STATED GOAL. Print the entries below, starting at the line that contains "target: dirt path" and continuing through the final line of the entries, with each line kept unchanged.

DATASET EXTRACT.
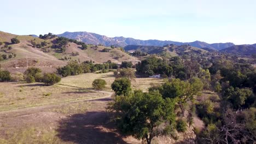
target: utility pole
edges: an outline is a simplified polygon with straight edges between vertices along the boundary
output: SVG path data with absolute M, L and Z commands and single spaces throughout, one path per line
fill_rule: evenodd
M 27 68 L 28 68 L 28 66 L 27 65 L 27 56 L 26 56 L 26 58 L 27 59 Z

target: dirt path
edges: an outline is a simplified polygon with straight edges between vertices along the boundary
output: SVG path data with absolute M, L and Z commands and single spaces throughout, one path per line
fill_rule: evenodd
M 62 85 L 59 85 L 62 87 L 69 87 L 69 88 L 77 88 L 77 89 L 80 88 L 78 87 Z M 78 103 L 78 102 L 82 102 L 82 101 L 92 101 L 92 100 L 110 98 L 111 98 L 111 95 L 114 93 L 113 92 L 107 92 L 107 91 L 94 91 L 94 90 L 90 90 L 90 91 L 94 92 L 107 93 L 108 94 L 106 96 L 102 97 L 100 98 L 92 98 L 92 99 L 79 99 L 79 100 L 69 100 L 68 101 L 60 101 L 60 102 L 50 103 L 50 104 L 46 104 L 46 105 L 39 104 L 34 106 L 28 107 L 18 107 L 16 109 L 0 111 L 0 115 L 4 114 L 4 113 L 9 113 L 9 112 L 22 112 L 24 111 L 28 111 L 30 110 L 34 110 L 37 109 L 45 109 L 45 108 L 51 108 L 54 106 L 56 106 L 61 105 L 63 104 L 66 104 L 75 103 Z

TASK RESULT.
target: dirt path
edges: an outline is a simplified polygon with straight edges between vertices along the boundary
output: SVG path data with absolute M, L and Z commands and single spaces throughout, one path per line
fill_rule: evenodd
M 62 85 L 59 85 L 62 87 L 69 87 L 69 88 L 77 88 L 77 89 L 80 88 L 78 87 Z M 78 103 L 78 102 L 82 102 L 82 101 L 92 101 L 92 100 L 110 98 L 111 98 L 111 95 L 114 93 L 113 92 L 107 92 L 107 91 L 94 91 L 94 90 L 90 90 L 90 91 L 94 92 L 107 93 L 108 94 L 106 96 L 102 97 L 100 98 L 92 98 L 92 99 L 79 99 L 79 100 L 69 100 L 68 101 L 60 101 L 60 102 L 50 103 L 50 104 L 46 104 L 46 105 L 39 104 L 34 106 L 28 107 L 18 107 L 16 109 L 0 111 L 0 115 L 4 114 L 4 113 L 9 113 L 9 112 L 22 112 L 24 111 L 28 111 L 30 110 L 34 110 L 37 109 L 45 109 L 45 108 L 51 108 L 54 106 L 56 106 L 61 105 L 63 104 L 66 104 L 75 103 Z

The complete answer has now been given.